Output the entries from the line with "Practice step: indicate the plant" up to and including the line with "[1089, 629]" as a two-column CSV headed instruction and result. Give one row per entry, with its text under instruction and its answer under result, each in a single quoted field with line breaks replaced by spaces.

************

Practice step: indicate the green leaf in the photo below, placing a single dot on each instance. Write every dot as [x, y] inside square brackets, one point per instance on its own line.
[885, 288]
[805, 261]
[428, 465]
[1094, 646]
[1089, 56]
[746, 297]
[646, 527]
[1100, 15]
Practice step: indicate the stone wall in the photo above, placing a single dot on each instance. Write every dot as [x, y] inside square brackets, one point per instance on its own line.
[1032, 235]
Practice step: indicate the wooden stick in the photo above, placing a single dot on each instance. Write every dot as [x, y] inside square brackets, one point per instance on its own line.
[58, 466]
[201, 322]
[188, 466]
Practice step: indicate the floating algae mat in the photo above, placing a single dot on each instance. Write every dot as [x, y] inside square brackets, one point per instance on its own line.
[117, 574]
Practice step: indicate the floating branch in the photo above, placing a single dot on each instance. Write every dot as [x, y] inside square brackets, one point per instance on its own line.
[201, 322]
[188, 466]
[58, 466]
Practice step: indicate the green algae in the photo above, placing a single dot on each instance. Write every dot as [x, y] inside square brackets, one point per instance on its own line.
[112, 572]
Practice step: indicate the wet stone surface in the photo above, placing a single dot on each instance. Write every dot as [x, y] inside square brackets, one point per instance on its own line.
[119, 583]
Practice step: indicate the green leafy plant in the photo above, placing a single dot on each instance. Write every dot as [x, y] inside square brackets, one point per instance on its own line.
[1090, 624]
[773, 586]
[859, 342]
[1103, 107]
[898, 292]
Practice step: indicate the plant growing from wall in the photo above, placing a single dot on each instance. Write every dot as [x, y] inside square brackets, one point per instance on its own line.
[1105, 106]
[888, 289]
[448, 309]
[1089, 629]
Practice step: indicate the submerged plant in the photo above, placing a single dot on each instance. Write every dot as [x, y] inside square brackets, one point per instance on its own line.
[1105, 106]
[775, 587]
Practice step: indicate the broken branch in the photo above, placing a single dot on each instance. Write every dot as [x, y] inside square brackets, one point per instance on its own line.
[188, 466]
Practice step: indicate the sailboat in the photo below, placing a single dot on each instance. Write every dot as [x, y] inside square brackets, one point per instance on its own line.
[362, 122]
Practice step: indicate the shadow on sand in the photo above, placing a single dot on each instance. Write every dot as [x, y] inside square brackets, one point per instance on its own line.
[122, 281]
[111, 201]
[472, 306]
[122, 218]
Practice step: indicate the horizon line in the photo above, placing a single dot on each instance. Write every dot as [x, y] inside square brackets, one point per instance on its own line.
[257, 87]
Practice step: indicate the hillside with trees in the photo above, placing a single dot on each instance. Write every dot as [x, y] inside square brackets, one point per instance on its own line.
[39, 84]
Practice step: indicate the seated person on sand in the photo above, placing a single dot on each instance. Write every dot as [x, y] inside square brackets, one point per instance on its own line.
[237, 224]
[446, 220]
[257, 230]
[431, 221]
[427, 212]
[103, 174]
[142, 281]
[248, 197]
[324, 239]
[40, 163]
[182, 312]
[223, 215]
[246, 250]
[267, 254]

************

■ ANSWER BELOW:
instruction,result
"Practice step: indicate the plant growing from wall in the photo above, placing a single dot on each instance. Write every dot as [x, y] inside square brackets, one point per instance on its own line.","[1105, 106] [888, 289] [448, 309] [1089, 629]"